------ Document ------
Mark this film down in your black or red book as a must-see for 2007.By John DeSando, WCBE's It's Movie Time

Like The Lives of Others, the absorbing European war thriller Black Book again certifies that massive FX need not be the major ingredient of a popular film?Hollywood take notice.

"So good is his re-creation that he forgot to infuse his leads with enough character to make me care. In fact, so intent is the director on re-creation that he forgot creation is the essence of successful art."

That's what I said about Steven Soderberg's Good German starring George Clooney and Cate Blanchette. I say just the opposite about Paul Verhoeven's Black Book, a similar WWII story about nasty Nazis but set at the beginning of the end of the war, 1944 rather than 1945. Verhoeven's set-design recreation is faultless, but unlike Soderberg's, this one's in the service of well-developed characterization and a humdinger of a plot.

Although Blanchette could be remembered as a wily woman surviving to get out of Berlin in Good German, the Dutch Carice van Houten simply cannot be forgotten as a Dutch Jewish singer, Rachel/Elis, trying to escape German-occupied Holland, a serious resistance fighter willing to sacrifice her body to stop the Holocaust. Along with her is the memorable Sebastian Koch from Lives of Others as Ludwig Muntze, a leading Nazi with a conscience. The ensemble reminds me of Casablanca's stellar quality in every character, major or minor.
------ Data provided ------
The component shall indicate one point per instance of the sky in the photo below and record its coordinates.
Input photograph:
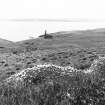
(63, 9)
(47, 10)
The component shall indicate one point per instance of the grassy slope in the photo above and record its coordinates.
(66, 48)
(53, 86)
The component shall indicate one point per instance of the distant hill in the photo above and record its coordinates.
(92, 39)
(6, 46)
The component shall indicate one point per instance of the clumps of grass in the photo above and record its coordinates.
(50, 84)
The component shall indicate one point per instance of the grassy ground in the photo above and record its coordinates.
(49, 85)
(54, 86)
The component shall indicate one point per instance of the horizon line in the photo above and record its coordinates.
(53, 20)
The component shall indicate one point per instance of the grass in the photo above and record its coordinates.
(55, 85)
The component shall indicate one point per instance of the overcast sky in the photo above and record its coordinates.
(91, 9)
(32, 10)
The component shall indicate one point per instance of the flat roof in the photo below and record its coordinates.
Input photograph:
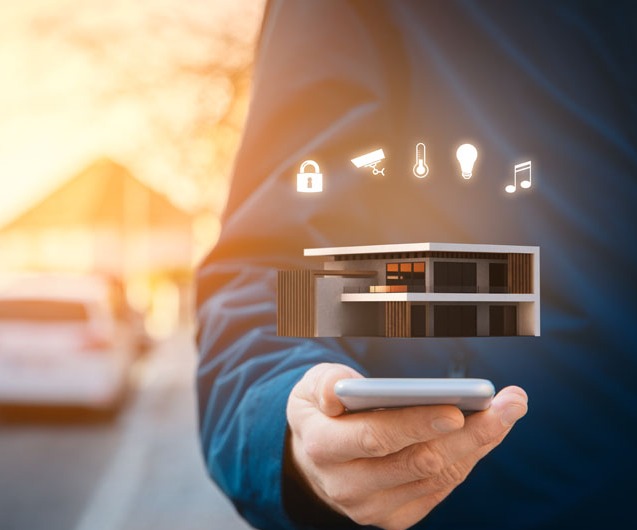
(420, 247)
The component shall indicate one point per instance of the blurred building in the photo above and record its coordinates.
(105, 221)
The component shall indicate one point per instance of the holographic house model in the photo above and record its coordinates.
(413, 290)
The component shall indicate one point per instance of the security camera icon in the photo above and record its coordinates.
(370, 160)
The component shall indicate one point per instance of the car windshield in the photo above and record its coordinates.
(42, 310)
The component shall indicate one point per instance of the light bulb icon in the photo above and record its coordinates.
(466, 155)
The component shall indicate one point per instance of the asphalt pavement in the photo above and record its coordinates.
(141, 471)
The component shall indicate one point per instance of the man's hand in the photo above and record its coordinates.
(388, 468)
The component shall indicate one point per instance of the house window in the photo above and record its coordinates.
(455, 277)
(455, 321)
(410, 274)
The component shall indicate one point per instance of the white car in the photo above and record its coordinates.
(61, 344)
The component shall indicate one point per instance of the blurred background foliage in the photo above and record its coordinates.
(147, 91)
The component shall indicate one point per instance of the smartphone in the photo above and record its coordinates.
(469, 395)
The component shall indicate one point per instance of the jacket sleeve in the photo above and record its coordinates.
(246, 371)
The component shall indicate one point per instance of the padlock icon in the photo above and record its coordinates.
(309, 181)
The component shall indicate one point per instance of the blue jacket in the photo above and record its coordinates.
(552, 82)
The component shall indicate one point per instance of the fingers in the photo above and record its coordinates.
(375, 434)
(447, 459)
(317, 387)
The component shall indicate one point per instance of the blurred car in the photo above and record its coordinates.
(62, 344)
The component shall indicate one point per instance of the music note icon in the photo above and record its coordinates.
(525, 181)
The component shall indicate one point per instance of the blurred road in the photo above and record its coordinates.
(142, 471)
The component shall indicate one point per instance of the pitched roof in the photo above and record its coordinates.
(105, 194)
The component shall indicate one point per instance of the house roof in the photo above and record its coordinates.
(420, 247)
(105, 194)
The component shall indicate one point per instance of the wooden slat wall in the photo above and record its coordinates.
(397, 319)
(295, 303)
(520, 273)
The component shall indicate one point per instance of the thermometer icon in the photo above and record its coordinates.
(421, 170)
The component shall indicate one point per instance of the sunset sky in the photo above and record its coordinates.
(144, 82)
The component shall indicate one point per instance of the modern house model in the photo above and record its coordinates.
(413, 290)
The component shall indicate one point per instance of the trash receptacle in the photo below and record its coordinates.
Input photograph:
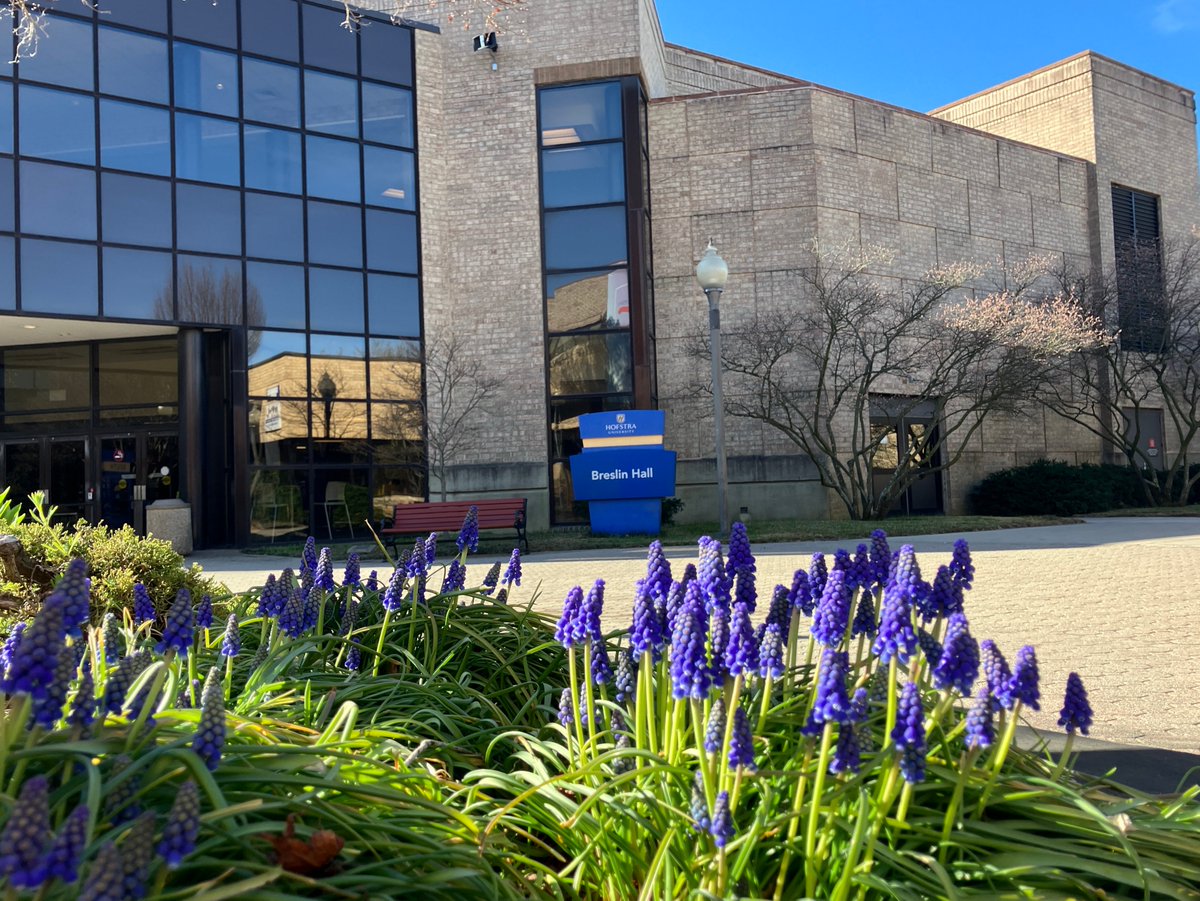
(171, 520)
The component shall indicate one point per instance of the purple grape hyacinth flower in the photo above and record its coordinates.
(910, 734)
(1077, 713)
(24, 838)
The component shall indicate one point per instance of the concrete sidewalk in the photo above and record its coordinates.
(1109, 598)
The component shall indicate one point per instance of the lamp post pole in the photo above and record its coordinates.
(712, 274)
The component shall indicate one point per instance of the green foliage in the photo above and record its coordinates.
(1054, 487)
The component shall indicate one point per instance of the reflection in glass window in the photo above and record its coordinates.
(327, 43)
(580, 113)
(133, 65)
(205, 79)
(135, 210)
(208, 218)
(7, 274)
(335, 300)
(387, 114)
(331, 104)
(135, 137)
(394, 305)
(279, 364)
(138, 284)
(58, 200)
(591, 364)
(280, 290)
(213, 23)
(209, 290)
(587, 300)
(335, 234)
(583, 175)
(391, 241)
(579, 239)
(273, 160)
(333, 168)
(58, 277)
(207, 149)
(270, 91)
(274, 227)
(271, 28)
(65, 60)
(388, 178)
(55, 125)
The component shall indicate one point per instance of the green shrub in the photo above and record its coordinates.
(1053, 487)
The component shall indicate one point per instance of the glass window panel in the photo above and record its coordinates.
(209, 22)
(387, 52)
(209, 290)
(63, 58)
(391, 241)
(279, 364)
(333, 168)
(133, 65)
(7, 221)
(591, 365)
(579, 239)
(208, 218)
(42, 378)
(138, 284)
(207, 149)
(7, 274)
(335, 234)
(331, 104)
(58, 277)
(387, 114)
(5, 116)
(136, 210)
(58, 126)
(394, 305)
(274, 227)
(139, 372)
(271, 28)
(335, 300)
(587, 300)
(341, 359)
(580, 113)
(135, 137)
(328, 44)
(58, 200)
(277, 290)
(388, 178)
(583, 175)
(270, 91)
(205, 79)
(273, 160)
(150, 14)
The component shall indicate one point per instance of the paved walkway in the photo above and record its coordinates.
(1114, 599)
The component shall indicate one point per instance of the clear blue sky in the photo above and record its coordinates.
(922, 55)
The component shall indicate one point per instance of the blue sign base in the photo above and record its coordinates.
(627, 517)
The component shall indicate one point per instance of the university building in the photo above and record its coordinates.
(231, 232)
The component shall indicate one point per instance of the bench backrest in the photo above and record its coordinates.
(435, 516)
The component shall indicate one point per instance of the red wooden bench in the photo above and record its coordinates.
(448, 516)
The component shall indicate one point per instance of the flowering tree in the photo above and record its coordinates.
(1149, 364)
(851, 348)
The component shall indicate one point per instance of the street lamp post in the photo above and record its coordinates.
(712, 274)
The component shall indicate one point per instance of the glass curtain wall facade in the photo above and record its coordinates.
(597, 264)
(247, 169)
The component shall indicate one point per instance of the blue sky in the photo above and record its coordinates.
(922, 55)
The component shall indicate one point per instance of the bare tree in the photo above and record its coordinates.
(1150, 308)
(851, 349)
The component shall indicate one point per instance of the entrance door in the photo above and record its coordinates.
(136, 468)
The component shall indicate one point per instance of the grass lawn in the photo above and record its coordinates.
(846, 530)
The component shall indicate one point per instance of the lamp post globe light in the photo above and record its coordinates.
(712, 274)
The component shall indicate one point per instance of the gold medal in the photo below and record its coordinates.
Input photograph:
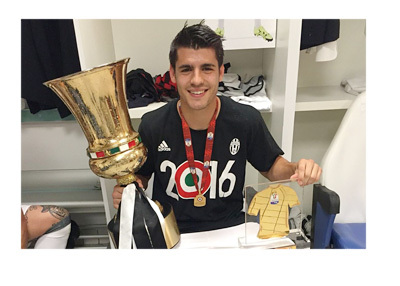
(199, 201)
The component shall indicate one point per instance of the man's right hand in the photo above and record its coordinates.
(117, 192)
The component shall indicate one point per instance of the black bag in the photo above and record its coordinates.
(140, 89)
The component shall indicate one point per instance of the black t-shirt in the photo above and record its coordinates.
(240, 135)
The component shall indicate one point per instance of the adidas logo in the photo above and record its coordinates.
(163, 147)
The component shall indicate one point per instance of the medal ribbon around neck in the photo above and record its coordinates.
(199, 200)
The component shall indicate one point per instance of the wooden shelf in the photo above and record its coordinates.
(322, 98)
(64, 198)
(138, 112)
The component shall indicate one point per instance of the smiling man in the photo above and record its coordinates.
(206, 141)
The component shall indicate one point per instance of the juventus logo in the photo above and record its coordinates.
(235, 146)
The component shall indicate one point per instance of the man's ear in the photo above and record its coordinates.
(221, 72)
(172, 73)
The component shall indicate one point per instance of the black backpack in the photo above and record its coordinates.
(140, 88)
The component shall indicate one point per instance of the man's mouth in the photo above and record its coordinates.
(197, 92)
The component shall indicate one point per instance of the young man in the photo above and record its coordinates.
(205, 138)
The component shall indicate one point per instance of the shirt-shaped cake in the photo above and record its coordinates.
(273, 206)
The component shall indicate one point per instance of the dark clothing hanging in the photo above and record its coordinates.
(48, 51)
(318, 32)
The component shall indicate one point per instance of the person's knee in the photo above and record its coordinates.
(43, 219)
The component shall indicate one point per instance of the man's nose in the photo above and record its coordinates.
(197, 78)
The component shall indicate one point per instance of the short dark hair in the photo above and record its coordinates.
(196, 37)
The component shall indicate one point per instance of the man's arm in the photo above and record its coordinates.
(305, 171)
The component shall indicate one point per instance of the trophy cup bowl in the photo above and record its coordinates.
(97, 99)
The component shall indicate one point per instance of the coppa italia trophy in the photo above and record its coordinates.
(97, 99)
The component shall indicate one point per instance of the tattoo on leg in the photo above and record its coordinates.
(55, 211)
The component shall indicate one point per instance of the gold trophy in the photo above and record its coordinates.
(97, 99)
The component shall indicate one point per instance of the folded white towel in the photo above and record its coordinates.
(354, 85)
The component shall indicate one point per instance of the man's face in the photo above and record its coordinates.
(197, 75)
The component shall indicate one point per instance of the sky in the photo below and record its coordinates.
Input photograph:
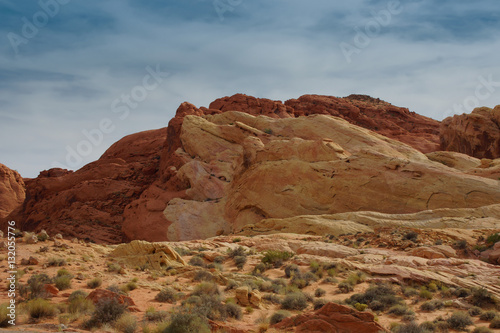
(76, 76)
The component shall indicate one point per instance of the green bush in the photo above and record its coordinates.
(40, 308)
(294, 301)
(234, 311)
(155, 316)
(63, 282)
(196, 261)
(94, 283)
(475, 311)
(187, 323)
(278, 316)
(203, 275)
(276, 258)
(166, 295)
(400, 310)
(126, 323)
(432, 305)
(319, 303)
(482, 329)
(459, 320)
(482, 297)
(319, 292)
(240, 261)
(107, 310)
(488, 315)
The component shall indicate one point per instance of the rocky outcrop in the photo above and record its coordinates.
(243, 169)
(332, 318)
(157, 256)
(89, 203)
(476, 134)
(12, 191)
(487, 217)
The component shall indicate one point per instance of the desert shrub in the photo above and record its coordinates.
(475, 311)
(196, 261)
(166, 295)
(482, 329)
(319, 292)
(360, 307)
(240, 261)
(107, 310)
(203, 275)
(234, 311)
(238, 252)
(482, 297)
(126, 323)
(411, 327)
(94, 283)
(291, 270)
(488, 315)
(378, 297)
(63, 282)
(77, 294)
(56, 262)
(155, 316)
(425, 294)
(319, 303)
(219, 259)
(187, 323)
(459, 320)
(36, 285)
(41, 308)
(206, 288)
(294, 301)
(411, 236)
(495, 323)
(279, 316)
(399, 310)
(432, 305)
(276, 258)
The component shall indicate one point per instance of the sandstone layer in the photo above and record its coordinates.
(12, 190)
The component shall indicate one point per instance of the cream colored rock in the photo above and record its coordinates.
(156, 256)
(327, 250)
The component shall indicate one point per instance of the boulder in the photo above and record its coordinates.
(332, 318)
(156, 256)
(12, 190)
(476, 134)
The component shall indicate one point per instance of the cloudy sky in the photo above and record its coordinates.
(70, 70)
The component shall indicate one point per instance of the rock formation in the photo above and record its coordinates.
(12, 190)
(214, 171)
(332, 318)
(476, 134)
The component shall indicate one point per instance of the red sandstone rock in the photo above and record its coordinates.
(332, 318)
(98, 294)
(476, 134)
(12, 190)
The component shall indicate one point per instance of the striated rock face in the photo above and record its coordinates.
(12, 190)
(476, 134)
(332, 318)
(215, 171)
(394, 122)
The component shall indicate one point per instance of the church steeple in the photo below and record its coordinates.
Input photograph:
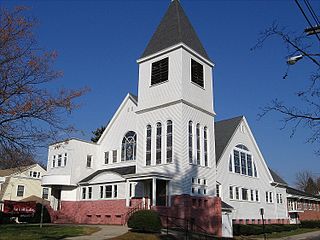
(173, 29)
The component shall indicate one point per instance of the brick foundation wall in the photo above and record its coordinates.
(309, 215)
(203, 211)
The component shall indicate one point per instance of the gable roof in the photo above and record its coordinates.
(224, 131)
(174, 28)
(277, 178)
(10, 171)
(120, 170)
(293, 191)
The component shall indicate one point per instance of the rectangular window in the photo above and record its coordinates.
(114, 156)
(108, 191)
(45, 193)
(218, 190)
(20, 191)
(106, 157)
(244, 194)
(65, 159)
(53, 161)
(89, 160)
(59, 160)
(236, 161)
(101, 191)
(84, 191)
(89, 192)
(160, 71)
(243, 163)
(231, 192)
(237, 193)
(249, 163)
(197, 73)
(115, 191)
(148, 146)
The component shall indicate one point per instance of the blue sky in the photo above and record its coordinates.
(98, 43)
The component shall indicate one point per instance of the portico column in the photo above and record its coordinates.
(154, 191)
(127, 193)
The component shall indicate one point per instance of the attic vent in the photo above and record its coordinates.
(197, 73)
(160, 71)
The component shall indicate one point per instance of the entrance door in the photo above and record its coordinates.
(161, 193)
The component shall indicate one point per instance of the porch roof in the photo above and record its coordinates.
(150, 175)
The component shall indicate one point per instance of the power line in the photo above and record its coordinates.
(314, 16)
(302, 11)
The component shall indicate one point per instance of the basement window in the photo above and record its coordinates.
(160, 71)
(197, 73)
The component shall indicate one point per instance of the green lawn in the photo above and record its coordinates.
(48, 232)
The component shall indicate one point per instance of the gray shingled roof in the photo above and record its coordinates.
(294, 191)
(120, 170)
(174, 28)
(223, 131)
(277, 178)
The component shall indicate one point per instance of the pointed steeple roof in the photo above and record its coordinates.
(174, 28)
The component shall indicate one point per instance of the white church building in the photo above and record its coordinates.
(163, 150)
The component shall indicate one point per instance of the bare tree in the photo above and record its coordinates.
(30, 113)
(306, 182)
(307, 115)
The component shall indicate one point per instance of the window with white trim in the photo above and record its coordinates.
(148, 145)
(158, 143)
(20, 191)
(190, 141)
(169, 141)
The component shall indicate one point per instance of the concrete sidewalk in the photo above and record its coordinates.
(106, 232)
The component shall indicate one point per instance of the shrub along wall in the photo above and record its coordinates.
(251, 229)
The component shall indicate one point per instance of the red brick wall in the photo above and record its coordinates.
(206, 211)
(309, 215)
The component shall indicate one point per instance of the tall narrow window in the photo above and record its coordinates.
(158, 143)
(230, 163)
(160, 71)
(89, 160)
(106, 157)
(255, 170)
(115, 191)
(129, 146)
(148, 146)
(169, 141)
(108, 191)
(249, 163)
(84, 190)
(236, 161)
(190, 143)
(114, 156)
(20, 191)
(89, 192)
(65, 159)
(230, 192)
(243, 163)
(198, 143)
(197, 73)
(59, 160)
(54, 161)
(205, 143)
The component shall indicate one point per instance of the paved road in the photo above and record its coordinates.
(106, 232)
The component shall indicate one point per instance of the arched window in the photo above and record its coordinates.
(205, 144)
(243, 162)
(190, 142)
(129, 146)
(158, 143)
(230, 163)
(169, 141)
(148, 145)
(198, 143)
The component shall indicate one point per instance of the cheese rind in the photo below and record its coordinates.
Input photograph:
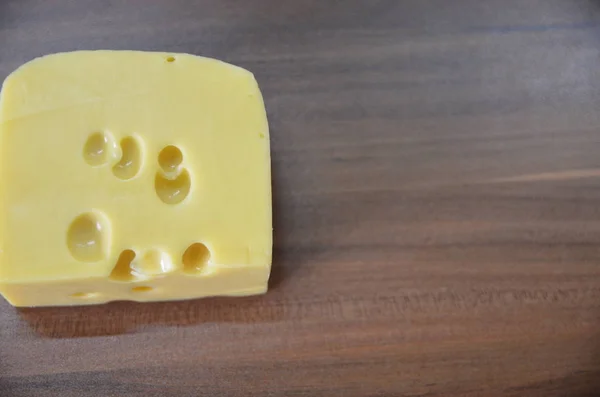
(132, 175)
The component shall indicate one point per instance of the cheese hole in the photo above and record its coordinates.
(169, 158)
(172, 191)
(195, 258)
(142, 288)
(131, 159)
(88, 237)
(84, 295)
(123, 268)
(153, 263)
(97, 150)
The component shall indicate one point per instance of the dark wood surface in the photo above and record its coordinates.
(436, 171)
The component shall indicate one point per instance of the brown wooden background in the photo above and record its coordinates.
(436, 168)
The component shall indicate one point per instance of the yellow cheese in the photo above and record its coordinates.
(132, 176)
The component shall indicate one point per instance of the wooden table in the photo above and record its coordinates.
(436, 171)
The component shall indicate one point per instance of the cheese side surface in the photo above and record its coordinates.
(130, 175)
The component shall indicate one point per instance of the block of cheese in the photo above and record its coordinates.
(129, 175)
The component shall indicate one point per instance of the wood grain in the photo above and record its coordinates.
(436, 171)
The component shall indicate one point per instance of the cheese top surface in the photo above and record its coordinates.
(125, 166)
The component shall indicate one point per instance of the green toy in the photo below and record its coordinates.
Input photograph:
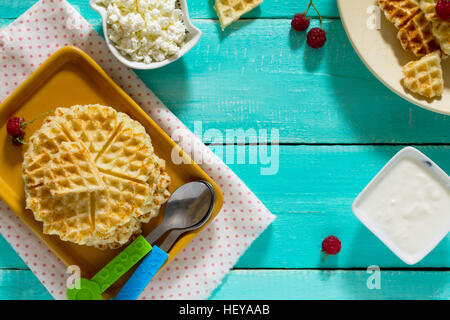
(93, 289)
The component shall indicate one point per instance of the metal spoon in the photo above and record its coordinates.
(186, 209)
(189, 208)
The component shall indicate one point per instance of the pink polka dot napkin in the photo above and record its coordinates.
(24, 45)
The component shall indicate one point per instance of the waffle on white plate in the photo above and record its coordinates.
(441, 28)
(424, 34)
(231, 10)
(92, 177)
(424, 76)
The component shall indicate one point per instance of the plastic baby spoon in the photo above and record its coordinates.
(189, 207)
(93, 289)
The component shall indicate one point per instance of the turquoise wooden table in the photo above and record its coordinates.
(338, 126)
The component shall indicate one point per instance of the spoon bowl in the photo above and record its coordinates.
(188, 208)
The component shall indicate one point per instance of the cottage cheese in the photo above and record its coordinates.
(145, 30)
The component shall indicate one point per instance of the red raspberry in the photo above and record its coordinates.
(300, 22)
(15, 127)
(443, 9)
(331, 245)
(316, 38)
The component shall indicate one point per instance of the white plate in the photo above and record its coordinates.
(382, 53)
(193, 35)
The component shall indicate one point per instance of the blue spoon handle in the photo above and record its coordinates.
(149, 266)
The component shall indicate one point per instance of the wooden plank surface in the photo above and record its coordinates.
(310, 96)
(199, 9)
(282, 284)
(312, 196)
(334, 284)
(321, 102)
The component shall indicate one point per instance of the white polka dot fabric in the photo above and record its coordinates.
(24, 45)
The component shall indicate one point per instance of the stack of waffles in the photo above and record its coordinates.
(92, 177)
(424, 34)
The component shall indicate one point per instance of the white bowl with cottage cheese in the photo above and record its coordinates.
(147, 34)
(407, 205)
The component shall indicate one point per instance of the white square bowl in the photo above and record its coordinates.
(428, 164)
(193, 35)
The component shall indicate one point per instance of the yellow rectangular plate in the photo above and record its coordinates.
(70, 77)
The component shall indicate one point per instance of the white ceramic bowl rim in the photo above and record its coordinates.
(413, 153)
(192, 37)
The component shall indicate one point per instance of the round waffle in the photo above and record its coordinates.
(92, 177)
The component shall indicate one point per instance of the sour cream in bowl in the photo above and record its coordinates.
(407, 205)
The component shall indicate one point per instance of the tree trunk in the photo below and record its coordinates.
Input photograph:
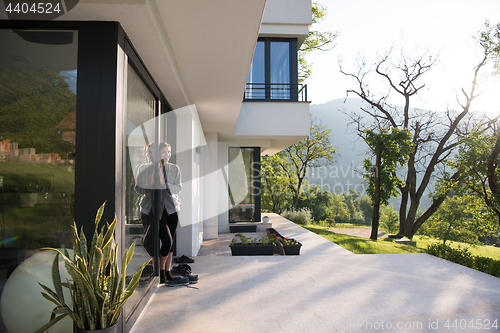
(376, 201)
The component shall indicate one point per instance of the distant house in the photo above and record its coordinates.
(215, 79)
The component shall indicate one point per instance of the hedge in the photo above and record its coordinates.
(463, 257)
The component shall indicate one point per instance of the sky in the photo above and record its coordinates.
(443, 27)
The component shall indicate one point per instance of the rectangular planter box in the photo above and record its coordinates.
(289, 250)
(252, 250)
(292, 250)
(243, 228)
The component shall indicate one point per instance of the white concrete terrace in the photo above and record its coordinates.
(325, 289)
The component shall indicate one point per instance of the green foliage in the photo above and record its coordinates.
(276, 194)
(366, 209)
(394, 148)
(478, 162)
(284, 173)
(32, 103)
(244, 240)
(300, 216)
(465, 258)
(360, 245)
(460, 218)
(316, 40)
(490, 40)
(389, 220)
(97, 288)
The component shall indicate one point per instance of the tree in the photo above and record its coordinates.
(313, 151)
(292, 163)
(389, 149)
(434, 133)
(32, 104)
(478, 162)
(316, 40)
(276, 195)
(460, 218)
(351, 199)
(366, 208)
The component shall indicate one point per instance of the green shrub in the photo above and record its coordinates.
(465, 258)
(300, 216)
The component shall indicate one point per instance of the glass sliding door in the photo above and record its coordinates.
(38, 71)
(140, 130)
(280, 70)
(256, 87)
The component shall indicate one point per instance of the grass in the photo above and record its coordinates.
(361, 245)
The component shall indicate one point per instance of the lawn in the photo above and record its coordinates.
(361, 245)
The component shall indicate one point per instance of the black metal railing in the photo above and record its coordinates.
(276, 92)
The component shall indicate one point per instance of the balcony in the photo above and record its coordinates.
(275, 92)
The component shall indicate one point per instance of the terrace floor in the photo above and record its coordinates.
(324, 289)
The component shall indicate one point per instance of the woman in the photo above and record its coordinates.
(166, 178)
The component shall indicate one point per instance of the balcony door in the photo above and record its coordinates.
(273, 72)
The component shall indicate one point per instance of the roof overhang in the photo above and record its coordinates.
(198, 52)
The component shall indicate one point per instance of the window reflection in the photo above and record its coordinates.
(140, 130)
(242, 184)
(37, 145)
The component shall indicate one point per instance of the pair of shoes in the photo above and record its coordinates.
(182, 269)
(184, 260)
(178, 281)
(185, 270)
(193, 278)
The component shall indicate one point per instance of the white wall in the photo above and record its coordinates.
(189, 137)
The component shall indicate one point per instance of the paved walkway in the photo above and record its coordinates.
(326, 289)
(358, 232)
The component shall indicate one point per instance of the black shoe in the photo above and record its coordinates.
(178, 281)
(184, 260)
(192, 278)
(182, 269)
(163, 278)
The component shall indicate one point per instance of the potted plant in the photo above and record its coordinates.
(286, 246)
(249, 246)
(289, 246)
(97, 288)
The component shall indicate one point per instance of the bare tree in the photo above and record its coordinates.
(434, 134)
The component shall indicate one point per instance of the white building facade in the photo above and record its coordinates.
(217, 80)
------
Problem requirements: Copy out the full Black Book review word for word.

The answer:
Mark this film down in your black or red book as a must-see for 2007.By John DeSando, WCBE's It's Movie Time

Like The Lives of Others, the absorbing European war thriller Black Book again certifies that massive FX need not be the major ingredient of a popular film?Hollywood take notice.

"So good is his re-creation that he forgot to infuse his leads with enough character to make me care. In fact, so intent is the director on re-creation that he forgot creation is the essence of successful art."

That's what I said about Steven Soderberg's Good German starring George Clooney and Cate Blanchette. I say just the opposite about Paul Verhoeven's Black Book, a similar WWII story about nasty Nazis but set at the beginning of the end of the war, 1944 rather than 1945. Verhoeven's set-design recreation is faultless, but unlike Soderberg's, this one's in the service of well-developed characterization and a humdinger of a plot.

Although Blanchette could be remembered as a wily woman surviving to get out of Berlin in Good German, the Dutch Carice van Houten simply cannot be forgotten as a Dutch Jewish singer, Rachel/Elis, trying to escape German-occupied Holland, a serious resistance fighter willing to sacrifice her body to stop the Holocaust. Along with her is the memorable Sebastian Koch from Lives of Others as Ludwig Muntze, a leading Nazi with a conscience. The ensemble reminds me of Casablanca's stellar quality in every character, major or minor.